>>>>>
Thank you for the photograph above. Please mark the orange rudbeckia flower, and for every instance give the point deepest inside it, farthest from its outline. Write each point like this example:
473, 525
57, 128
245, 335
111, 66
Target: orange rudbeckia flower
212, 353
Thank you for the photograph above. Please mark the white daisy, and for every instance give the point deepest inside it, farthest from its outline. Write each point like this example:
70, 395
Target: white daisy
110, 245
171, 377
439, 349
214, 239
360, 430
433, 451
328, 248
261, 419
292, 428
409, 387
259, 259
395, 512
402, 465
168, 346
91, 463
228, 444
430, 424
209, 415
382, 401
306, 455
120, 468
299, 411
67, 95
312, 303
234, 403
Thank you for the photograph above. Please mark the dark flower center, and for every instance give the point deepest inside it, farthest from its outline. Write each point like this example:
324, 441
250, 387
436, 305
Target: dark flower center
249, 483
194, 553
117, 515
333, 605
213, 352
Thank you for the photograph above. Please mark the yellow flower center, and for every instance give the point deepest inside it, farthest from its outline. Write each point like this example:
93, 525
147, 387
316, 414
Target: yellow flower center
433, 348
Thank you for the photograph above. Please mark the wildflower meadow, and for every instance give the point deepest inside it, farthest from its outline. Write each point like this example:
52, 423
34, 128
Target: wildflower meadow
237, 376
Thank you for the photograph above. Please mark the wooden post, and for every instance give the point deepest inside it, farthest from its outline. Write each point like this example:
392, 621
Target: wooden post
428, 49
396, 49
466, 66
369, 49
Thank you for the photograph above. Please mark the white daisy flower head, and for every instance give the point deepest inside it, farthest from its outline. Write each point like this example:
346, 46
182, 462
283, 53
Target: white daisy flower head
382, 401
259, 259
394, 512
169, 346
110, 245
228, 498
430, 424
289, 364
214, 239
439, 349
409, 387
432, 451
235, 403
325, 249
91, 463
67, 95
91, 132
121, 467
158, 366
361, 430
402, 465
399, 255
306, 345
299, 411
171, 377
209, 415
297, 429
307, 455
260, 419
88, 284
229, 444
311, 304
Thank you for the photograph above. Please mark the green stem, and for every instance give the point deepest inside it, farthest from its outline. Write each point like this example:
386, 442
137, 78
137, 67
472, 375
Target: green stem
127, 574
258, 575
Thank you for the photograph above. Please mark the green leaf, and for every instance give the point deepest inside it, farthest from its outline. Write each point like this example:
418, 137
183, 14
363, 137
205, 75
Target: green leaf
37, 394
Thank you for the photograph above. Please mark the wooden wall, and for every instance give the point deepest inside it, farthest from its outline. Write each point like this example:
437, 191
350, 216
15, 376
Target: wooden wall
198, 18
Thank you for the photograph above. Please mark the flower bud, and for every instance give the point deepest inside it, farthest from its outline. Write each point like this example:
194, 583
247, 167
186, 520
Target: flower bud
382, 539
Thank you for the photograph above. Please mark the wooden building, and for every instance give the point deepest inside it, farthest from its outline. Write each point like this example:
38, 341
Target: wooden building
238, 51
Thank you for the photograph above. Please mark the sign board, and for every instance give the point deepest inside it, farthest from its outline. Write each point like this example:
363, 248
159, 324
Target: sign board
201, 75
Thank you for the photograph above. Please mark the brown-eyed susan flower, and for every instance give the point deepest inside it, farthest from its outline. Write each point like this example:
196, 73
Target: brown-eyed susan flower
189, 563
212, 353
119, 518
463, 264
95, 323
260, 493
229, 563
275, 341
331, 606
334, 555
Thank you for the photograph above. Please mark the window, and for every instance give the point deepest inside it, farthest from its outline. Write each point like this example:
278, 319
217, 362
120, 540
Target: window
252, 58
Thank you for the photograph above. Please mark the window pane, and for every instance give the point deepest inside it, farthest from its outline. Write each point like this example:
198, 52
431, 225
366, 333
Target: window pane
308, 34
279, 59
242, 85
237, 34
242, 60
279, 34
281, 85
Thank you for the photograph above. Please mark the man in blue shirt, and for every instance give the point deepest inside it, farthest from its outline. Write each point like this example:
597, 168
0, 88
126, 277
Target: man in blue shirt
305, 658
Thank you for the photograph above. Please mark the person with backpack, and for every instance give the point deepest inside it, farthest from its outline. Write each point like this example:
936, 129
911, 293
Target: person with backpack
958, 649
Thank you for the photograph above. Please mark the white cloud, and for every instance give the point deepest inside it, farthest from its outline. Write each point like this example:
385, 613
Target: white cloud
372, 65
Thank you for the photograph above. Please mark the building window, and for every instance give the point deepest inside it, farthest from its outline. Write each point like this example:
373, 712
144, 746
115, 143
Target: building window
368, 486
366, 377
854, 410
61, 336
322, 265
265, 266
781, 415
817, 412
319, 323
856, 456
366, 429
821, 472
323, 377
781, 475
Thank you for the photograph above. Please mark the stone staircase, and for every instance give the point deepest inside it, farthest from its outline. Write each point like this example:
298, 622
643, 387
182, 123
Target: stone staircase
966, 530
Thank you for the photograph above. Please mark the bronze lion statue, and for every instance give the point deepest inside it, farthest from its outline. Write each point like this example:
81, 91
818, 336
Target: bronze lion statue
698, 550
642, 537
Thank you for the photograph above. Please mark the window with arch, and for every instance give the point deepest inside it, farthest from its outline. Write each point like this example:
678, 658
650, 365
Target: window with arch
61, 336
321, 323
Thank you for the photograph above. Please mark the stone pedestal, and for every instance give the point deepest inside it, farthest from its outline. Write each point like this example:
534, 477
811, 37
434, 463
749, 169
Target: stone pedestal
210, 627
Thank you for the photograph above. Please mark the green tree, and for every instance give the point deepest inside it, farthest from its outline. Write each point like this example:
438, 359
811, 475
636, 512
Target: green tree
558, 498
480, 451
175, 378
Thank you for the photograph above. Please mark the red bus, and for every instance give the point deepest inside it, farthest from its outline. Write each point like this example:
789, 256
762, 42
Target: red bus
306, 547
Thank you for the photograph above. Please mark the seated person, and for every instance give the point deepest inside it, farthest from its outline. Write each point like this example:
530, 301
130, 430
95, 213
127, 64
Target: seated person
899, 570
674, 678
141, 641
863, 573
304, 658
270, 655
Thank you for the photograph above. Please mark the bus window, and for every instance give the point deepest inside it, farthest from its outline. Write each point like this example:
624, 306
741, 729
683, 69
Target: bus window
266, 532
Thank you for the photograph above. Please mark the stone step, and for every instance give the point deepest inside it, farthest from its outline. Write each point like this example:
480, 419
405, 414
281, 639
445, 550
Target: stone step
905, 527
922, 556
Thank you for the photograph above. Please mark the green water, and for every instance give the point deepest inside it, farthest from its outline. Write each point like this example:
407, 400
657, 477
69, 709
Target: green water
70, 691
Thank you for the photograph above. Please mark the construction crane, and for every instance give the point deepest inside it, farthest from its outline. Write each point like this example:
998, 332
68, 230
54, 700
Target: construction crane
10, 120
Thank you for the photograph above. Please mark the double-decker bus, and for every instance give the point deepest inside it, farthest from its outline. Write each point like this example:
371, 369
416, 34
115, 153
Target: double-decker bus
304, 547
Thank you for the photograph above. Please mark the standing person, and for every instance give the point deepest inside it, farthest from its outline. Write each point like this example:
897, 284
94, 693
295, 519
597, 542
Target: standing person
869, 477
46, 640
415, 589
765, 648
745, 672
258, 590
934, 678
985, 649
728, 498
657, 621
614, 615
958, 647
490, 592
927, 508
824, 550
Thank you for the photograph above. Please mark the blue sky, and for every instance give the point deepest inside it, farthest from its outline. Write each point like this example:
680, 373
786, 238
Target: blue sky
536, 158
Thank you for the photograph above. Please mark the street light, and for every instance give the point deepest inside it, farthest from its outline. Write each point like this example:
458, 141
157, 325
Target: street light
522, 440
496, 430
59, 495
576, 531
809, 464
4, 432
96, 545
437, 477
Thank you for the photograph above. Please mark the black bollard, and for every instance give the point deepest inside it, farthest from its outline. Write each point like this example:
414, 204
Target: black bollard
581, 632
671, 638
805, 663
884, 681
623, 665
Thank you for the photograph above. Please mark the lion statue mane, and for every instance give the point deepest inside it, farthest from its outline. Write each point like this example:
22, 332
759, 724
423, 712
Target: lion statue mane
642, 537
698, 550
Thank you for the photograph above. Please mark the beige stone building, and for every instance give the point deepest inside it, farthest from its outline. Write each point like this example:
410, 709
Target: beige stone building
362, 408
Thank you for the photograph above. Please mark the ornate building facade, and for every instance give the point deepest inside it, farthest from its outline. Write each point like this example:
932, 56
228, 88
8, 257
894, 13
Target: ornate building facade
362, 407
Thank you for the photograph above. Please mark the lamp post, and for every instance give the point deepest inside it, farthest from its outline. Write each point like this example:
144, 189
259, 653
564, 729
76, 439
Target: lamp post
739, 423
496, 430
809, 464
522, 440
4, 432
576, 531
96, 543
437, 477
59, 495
<<<<<
## TASK DIRECTIONS
Please print the records above exactly, beginning at the line that contains "Thank you for the photograph above. Please mark the lamp" and continuing through the last line of the records.

## FINISHED EXERCISE
Thank you for the photograph above. Please mark the lamp post, and for every instance give the point deepest inside it, farthest from its outline. Write each point like this example:
144, 189
259, 653
564, 729
76, 439
Target: lamp post
739, 423
496, 430
809, 464
522, 440
4, 432
576, 531
96, 543
437, 477
59, 495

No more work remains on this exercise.